Items in a dataset:
********************

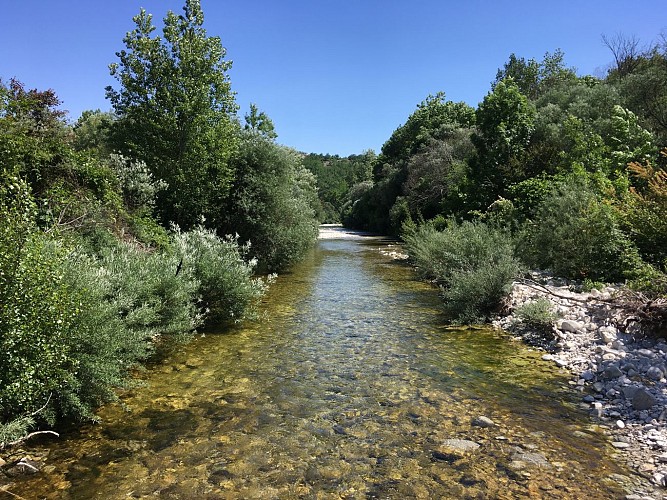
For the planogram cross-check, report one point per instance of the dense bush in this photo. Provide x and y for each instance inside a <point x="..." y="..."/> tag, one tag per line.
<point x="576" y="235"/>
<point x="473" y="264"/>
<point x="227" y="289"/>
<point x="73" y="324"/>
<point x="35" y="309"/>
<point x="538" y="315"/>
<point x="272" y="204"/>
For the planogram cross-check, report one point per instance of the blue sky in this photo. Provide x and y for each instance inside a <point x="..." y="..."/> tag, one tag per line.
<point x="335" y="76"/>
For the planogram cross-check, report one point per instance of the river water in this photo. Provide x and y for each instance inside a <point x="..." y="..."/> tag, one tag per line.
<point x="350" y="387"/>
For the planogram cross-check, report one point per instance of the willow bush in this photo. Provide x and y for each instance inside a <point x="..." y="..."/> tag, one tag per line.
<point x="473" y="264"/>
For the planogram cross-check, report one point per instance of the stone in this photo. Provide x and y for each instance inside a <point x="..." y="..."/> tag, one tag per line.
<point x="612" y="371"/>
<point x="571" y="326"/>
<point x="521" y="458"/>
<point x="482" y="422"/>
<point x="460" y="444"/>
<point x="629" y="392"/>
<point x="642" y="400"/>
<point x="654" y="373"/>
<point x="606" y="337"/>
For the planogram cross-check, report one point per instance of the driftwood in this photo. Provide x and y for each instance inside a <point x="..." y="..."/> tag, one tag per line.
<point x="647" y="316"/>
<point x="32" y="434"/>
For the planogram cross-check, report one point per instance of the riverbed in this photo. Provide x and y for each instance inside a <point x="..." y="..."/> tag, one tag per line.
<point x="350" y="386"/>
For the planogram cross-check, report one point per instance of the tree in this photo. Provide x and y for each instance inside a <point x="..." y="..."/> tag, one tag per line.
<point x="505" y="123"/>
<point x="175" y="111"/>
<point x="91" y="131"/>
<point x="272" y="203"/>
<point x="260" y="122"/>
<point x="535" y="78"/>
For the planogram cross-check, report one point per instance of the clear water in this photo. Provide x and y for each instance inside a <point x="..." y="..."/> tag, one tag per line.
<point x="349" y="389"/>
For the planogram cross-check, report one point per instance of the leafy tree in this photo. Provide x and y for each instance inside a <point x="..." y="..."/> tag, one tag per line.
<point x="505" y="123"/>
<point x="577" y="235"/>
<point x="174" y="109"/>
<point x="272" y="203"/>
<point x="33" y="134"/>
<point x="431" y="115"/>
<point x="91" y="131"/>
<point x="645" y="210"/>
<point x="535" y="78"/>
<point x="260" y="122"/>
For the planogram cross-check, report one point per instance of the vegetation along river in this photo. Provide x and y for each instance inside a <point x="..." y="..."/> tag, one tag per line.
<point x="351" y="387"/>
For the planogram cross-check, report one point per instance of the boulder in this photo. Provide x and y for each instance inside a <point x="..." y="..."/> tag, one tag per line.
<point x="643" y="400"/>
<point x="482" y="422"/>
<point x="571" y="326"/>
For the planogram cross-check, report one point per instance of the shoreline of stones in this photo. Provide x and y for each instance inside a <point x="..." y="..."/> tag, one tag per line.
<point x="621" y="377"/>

********************

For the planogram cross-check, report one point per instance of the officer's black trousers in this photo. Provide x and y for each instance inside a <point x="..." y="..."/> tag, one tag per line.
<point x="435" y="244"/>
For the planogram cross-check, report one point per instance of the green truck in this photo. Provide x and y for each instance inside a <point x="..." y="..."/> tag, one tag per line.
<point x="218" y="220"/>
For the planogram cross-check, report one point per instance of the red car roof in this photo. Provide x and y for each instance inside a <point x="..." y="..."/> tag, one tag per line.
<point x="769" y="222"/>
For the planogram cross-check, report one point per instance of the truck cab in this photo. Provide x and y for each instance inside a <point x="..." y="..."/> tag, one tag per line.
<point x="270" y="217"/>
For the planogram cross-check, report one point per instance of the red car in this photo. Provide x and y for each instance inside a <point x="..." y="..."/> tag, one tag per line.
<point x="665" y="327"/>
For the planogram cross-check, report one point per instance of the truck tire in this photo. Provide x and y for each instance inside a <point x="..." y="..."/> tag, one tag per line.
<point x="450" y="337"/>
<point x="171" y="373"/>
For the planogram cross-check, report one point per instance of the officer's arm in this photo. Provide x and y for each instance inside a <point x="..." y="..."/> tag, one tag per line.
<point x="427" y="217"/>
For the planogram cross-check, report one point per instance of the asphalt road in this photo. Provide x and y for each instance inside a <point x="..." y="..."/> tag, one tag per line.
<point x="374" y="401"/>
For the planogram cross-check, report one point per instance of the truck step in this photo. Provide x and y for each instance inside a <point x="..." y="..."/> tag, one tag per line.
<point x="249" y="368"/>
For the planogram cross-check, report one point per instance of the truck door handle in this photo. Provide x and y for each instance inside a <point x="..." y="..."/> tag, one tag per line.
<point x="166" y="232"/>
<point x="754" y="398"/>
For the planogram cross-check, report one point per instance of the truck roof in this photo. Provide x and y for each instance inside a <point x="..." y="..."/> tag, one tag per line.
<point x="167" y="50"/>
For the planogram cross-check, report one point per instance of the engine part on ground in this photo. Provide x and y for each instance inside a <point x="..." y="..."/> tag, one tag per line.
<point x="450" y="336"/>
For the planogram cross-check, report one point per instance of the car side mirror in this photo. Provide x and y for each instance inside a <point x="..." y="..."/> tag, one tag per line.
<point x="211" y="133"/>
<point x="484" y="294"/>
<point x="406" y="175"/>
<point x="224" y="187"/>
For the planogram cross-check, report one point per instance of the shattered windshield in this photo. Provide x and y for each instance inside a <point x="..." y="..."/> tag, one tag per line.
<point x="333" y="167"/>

********************

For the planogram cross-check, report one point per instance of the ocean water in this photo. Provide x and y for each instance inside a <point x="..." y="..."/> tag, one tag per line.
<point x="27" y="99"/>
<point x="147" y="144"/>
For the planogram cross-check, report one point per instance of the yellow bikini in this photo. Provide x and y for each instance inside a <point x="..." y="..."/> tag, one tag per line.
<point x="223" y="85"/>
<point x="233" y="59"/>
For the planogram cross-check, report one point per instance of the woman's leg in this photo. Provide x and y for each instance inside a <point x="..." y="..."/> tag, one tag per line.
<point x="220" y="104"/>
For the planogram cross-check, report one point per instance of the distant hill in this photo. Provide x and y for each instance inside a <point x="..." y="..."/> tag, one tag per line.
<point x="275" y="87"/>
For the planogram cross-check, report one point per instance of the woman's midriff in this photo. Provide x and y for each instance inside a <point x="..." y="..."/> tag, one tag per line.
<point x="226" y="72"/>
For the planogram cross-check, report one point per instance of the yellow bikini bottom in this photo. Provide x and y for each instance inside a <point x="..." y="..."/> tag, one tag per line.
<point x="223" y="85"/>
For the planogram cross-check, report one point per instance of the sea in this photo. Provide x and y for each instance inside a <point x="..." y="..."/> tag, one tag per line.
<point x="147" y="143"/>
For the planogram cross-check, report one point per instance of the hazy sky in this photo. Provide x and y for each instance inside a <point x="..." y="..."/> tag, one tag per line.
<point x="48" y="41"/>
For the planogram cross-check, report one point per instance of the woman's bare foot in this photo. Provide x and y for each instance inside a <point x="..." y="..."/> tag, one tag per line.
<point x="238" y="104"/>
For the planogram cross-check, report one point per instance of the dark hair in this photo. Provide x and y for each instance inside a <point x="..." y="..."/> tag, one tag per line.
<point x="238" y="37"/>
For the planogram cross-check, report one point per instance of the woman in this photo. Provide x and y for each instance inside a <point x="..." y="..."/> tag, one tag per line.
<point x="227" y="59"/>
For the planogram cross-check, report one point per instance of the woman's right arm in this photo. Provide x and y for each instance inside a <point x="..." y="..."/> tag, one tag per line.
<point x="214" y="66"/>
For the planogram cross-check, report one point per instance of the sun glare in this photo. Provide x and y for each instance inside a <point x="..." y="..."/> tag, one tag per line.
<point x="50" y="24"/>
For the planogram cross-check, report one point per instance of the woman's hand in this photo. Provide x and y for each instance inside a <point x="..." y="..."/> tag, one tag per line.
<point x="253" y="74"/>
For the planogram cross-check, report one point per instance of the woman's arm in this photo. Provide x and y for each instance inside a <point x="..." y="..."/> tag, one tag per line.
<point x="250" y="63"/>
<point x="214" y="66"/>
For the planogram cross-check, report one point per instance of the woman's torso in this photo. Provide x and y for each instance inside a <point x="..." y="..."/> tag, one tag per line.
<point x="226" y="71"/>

********************

• [Written problem] Report each line of the items above that contains the word "yellow".

• [Expected answer]
For the planogram cross-check, report one point per instance of the yellow bikini in this photo. Provide x and y for each instance inside a <point x="..." y="..."/> tag, one tag per line.
For the planogram cross-check, report one point per instance of the yellow bikini bottom in this photo. Provide x and y for each instance inside a <point x="..." y="..."/> tag, one tag per line.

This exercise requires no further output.